§ **WHAT IS REQUIRED**:
Please extend the news report on stainless steel overcapacity from the ISSF conference, starting after its final paragraph.

§ **GIVEN PASSAGE**:
Keywords: Tags  ISSF, International Stainless Steel Forum, Markus Moll, melt shops, stainless market, AK Steel, Outokumpu, Steel & Metals Market Research Daniel Fitzgerald

NEW ORLEANS — At least two stainless steel melt shops in the United States could close in the next three years as the global market corrects for overcapacity, Steel & Metals Market Research GmbH (SMR) managing director Markus Moll told delegates at the annual conference of the International Stainless Steel Forum (ISSF) in New Orleans.

The flat products sector would likely see capacity rationalization in most regions over the next few years before demand improves in the latter part of the decade.

"In Europe, we see mostly reductions until 2016, and only in 2018 and 2019 do we think the market will need more capacity. So it would be good for some of the producers not to scrap the furnaces that (they) are not using now, but to leave them sitting there until 2020," he said.

"In North America, we have the addition of Outokumpu (Oyj)’s Calvert, Ala., plant last year, but we also see reductions in the United States," Moll said. "We see at least two melt shops being closed down."

While China is expected to continue ramping up its production capacity through 2020, this will eventually lead to a situation in which "the Chinese are not necessarily the cost leaders anymore," he noted.

"In 2020, there will be producers that have capacity to produce over 5 million tonnes of stainless, but this volume will not bring you cost advantages anymore," he said.

"I think we will go to a regional market," Moll said. "We’re already in a situation where 80 percent of stainless consumed in a region is also produced in that region. I bet you that in 2020, this global selling will become less (common) and import penetration will have peaked out."

The beginnings of this trend can already be seen with "cost buyers" like Wal-Mart and Ikea, which he said are increasingly sourcing their stainless cookware from local fabricators.

However, Moll noted that even though the global stainless market has grown over the past few years, the industry has struggled to convert that into profitability. Market capitalization figures show that "nobody is worth what they should be worth," he said.

§ **RECORDS**:
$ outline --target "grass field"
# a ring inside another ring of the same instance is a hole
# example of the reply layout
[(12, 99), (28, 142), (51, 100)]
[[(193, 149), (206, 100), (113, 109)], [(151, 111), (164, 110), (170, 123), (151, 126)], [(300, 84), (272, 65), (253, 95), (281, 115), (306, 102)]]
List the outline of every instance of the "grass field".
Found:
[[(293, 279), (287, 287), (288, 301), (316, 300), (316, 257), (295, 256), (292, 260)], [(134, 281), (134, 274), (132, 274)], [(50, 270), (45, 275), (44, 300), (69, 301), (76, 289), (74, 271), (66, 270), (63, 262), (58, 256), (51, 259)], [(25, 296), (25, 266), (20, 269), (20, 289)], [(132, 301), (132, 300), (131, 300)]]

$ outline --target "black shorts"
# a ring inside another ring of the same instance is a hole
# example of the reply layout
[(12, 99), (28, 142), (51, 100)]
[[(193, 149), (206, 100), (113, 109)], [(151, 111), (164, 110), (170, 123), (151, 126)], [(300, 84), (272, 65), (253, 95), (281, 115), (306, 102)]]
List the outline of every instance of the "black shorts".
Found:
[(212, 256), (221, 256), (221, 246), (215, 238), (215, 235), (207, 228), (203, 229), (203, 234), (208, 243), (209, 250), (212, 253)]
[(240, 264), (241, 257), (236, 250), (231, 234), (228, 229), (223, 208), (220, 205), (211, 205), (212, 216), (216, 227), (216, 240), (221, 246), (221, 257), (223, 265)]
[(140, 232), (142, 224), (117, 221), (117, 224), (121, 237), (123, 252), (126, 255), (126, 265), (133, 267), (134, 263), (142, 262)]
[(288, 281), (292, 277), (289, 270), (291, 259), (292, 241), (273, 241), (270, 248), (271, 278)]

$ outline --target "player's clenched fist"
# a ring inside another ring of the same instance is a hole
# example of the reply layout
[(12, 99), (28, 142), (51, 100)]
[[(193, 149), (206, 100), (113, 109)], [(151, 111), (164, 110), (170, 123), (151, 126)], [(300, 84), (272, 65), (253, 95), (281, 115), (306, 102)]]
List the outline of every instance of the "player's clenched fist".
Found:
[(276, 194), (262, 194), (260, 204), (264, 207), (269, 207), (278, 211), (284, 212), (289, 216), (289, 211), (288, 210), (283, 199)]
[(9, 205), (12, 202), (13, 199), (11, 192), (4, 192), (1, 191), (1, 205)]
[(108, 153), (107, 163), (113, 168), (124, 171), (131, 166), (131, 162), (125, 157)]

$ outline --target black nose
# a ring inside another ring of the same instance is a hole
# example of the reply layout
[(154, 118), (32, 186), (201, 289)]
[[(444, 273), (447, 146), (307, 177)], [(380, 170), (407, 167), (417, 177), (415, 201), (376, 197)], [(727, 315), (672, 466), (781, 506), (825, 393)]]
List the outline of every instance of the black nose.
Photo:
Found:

§ **EXERCISE RESPONSE**:
"AK Steel (Corp.) you can buy today for less than $500 million. Outokumpu is somewhere around 1.5 billion euros ($1.9 billion). These values by no means reflect the true values of the companies, of course," he said. "At the moment, I’m surprised that there are not more financial investors—maybe private equity companies or Russian oligarchs—that are looking at this business and buying themselves a true bargain."

Companies looking to increase value by concentrating more on lower-volume specialty segments than commodity grades also run the risk of trying to "be everything to everybody," Moll said.

"You cannot do everything from your one production system," he said. "If you want to participate in high-value segments, you need to separate it from your high-volume operations, maybe through a separate company. You cannot produce heat-resistant grades or super duplex in the same line where you want to be competitive on 304. It doesn’t work."

Moll believes the U.S. stainless market has survived the global economic slowdown better than the European stainless market partially because of its heavy reliance on a service center distribution system that is separate from producers, he said.

"When you look at the big distributors here, they have supply bases which they do not change with every e-mail they get from China. They stay long-term with the same suppliers, though they may change volumes a little here and there," Moll said. "I think a mill-owned distributor is not as efficient as a family owned distributor."